> [Provided records]
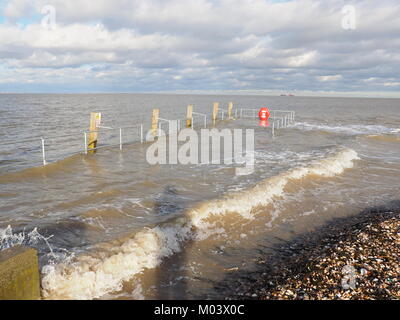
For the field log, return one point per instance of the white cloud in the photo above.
(203, 44)
(329, 78)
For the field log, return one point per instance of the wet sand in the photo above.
(356, 258)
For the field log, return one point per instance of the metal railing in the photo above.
(281, 119)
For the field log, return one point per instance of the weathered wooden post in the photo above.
(230, 108)
(189, 117)
(19, 274)
(154, 122)
(95, 121)
(215, 111)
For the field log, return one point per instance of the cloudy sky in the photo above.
(305, 47)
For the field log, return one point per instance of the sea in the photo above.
(111, 225)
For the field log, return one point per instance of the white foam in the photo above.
(108, 265)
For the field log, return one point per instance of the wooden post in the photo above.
(189, 117)
(154, 122)
(95, 121)
(215, 111)
(230, 108)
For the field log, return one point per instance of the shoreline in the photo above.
(353, 258)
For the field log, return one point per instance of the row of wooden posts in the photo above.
(95, 121)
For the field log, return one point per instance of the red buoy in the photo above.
(264, 114)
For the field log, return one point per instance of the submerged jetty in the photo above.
(356, 258)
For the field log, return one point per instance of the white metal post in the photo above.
(120, 138)
(85, 138)
(273, 129)
(43, 153)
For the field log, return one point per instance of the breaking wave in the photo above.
(108, 265)
(348, 130)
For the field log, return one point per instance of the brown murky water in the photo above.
(123, 229)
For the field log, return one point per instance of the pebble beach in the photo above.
(356, 258)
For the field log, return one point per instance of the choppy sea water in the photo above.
(111, 226)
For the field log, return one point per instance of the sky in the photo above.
(302, 47)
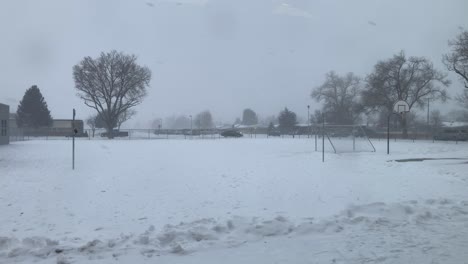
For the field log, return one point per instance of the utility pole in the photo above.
(323, 137)
(308, 120)
(73, 140)
(428, 127)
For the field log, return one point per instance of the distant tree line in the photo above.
(347, 98)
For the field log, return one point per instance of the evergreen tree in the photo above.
(32, 110)
(249, 117)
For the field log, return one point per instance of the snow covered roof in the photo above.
(454, 124)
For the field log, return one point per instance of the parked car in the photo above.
(231, 133)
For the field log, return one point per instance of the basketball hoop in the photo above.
(401, 107)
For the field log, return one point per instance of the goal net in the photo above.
(344, 139)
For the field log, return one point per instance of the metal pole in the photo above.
(191, 129)
(388, 134)
(428, 127)
(308, 120)
(316, 130)
(323, 137)
(73, 144)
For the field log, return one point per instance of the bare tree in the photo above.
(204, 120)
(111, 84)
(340, 97)
(410, 79)
(457, 59)
(91, 122)
(125, 116)
(463, 99)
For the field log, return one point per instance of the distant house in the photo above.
(4, 116)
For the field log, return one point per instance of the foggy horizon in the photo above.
(223, 56)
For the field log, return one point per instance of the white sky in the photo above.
(219, 55)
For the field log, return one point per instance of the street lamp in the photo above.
(308, 120)
(191, 130)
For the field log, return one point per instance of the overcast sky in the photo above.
(217, 55)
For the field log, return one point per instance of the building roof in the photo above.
(454, 124)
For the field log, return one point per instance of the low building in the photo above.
(4, 116)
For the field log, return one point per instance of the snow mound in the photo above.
(209, 233)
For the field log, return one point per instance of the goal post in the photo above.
(347, 138)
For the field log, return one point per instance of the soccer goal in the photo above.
(344, 138)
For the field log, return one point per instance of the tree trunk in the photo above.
(404, 126)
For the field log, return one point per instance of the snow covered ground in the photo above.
(232, 201)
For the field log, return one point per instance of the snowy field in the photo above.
(232, 201)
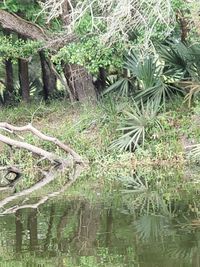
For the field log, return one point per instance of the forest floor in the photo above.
(91, 130)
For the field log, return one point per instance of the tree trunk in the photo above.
(80, 83)
(79, 80)
(9, 80)
(48, 76)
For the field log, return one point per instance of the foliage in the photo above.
(13, 48)
(92, 54)
(136, 125)
(149, 79)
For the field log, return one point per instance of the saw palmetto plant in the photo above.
(135, 126)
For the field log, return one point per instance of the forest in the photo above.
(100, 131)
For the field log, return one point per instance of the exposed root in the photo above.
(59, 164)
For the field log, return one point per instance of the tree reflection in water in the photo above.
(143, 230)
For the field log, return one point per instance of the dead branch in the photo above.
(15, 23)
(77, 171)
(42, 136)
(11, 182)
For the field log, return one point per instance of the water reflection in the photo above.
(78, 233)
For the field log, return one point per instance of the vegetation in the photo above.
(117, 86)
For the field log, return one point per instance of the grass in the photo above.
(91, 130)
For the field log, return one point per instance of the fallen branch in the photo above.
(61, 164)
(77, 171)
(44, 137)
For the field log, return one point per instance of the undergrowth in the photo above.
(90, 131)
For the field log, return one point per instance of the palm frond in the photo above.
(194, 90)
(135, 124)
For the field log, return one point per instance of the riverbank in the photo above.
(90, 131)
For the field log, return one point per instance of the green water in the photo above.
(113, 232)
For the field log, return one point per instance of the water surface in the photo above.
(115, 232)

> [Exercise description]
The data above should be returned in full, exactly as written, apart from its images.

> [Exercise solution]
For the field log, return one point per instance of the white cloud in the photo above.
(203, 44)
(329, 78)
For the field log, return one point per instance of the wet sand in the photo above.
(356, 258)
For the field log, return one point per instance of the metal railing in the photo above.
(281, 119)
For the field log, return one point per instance of the weathered wooden post in the photo above.
(230, 108)
(189, 117)
(19, 274)
(154, 122)
(95, 121)
(215, 111)
For the field log, return one point per instance of the cloudy sky in the photo above.
(305, 47)
For the field log, return one point per instance of the sea in the photo above.
(111, 225)
For the field log, return one point per instance of the white foam in the photo above.
(108, 265)
For the field log, return one point per instance of the wooden post in the photo above.
(189, 117)
(154, 122)
(95, 121)
(215, 111)
(230, 108)
For the field log, return one point per instance of the shoreline in the photo above.
(353, 258)
For the field log, return one point per instance of the row of wooden posts in the photo above.
(95, 121)
For the field log, return one point per instance of the red buoy in the photo above.
(264, 114)
For the field log, return one point per instance of the submerged jetty in the photo above.
(356, 258)
For the field log, return one point per instance of the white metal post in the photo above.
(120, 138)
(85, 138)
(273, 129)
(43, 153)
For the field log, return one point per instance of the breaking wave in the photo above.
(108, 265)
(348, 130)
For the field log, return one point per instance of the brown murky water in the photo above.
(123, 229)
For the field log, return one point per instance of the pebble beach in the photo above.
(356, 258)
For the field log, return one point per instance of the choppy sea water in the photo above.
(111, 226)
For the field log, return one point per instance of the sky in the photo above.
(302, 47)
For the field log, return one point per instance of the utility pole in the photo above.
(323, 137)
(308, 120)
(73, 140)
(428, 127)
For the field log, return one point per instance of the distant tree line in the photo above.
(347, 98)
For the field log, return one point per instance of the evergreen tree in the photo above.
(32, 110)
(249, 117)
For the field log, return one point per instance of the snow covered roof in the photo above.
(454, 124)
For the field log, return one point per instance of the parked car in the photo above.
(231, 133)
For the field log, return one point per instance of the basketball hoop in the photo above.
(401, 107)
For the field log, return one point per instance of the goal net in the photo above.
(344, 139)
For the field log, return one point per instance of the metal pole in the photo above.
(191, 129)
(388, 134)
(428, 127)
(308, 120)
(316, 130)
(323, 137)
(73, 144)
For the field log, return one point per instance of the bare tree in the photo above.
(204, 120)
(111, 84)
(340, 97)
(410, 79)
(457, 59)
(91, 122)
(125, 116)
(463, 99)
For the field log, return one point per instance of the distant house in the photo above.
(4, 116)
For the field log, return one point per instance of the foggy horizon in the photo above.
(223, 56)
For the field log, return one point per instance of the white sky in the photo above.
(219, 55)
For the field log, return one point per instance of the street lamp in the photo above.
(308, 120)
(191, 130)
For the field log, return one point per instance of the overcast sky in the photo above.
(217, 55)
For the field log, return one point per instance of the building roof in the photo above.
(454, 124)
For the field log, return one point per instance of the low building in the photo above.
(4, 116)
For the field log, return one point per instance of the snow mound in the photo above.
(209, 233)
For the field log, return one point per instance of the goal post in the photo above.
(347, 138)
For the field log, return one point per instance of the soccer goal in the photo above.
(344, 138)
For the field log, return one point per instance of the tree trunk in the photo above.
(404, 126)
For the field log, return one point per instance of the snow covered ground in the photo above.
(232, 201)
For the field log, return one point per instance of the snowy field in the photo above.
(232, 201)
For the field log, return one point per instance of the forest floor in the photo above.
(91, 130)
For the field log, return one point per instance of the tree trunk in the photo above.
(80, 83)
(79, 80)
(9, 80)
(48, 76)
For the field log, return one point per instance of the foliage in the photo above.
(13, 48)
(92, 54)
(136, 125)
(149, 79)
For the field log, return one point per instance of the saw palmetto plant in the photo above.
(135, 126)
For the field log, return one point per instance of the forest in the photo above.
(100, 131)
For the field log, return one point per instance of the exposed root in the photo above.
(59, 164)
For the field log, return one point per instance of the tree reflection in water in the photo above.
(143, 230)
For the field log, return one point per instance of the dead branch in the photo above.
(15, 23)
(77, 171)
(42, 136)
(11, 182)
For the field log, return one point per instance of the water reflection in the photo above.
(78, 233)
For the field log, return one point per instance of the vegetation in the photo above.
(117, 86)
For the field log, return one point per instance of the grass in the photo above.
(91, 130)
For the field log, return one point per instance of the fallen branch in the photo above.
(61, 164)
(77, 171)
(44, 137)
For the field log, return one point per instance of the undergrowth in the photo above.
(90, 131)
For the field log, return one point per instance of the palm frond in the photo above.
(194, 90)
(135, 124)
For the field log, return one point per instance of the riverbank in the photo above.
(90, 131)
For the field log, return one point per instance of the green water in the photo above.
(113, 232)
For the field log, return one point per instance of the water surface in the photo above.
(115, 232)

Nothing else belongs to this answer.